- _Image segmentation records_
***

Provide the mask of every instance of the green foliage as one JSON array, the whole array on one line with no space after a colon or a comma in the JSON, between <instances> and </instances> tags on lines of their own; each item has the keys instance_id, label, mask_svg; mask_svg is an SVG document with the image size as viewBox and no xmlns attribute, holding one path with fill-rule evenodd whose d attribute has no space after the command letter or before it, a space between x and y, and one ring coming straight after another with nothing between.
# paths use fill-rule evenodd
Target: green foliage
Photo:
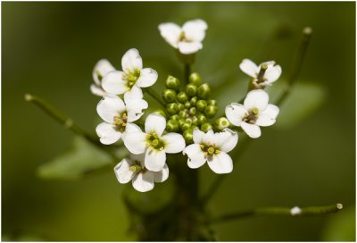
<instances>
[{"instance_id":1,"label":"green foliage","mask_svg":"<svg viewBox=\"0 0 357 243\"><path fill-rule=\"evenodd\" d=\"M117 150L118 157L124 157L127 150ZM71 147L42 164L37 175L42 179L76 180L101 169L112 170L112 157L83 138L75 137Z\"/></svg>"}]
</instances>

***

- _Task goal_
Show each line in the records above that contains the string "fill", treating uppercase and lowercase letters as different.

- _Written response_
Provide the mask of every instance of the green foliage as one JSON array, the whole array on one line with no space after a colon or a comma in the JSON, between <instances> and </instances> tags on lines of their own; each item has the keys instance_id, label, mask_svg; mask_svg is an SVG document with the image size as viewBox and no xmlns attribute, holding one path with fill-rule evenodd whose d attribute has no space after the command letter or before it, a space between x and y, and one ring coming straight after another with nothing between.
# paths use fill-rule evenodd
[{"instance_id":1,"label":"green foliage","mask_svg":"<svg viewBox=\"0 0 357 243\"><path fill-rule=\"evenodd\" d=\"M117 150L118 157L124 157L127 150ZM71 147L42 164L37 175L42 179L76 180L101 169L112 170L112 157L83 138L75 137Z\"/></svg>"}]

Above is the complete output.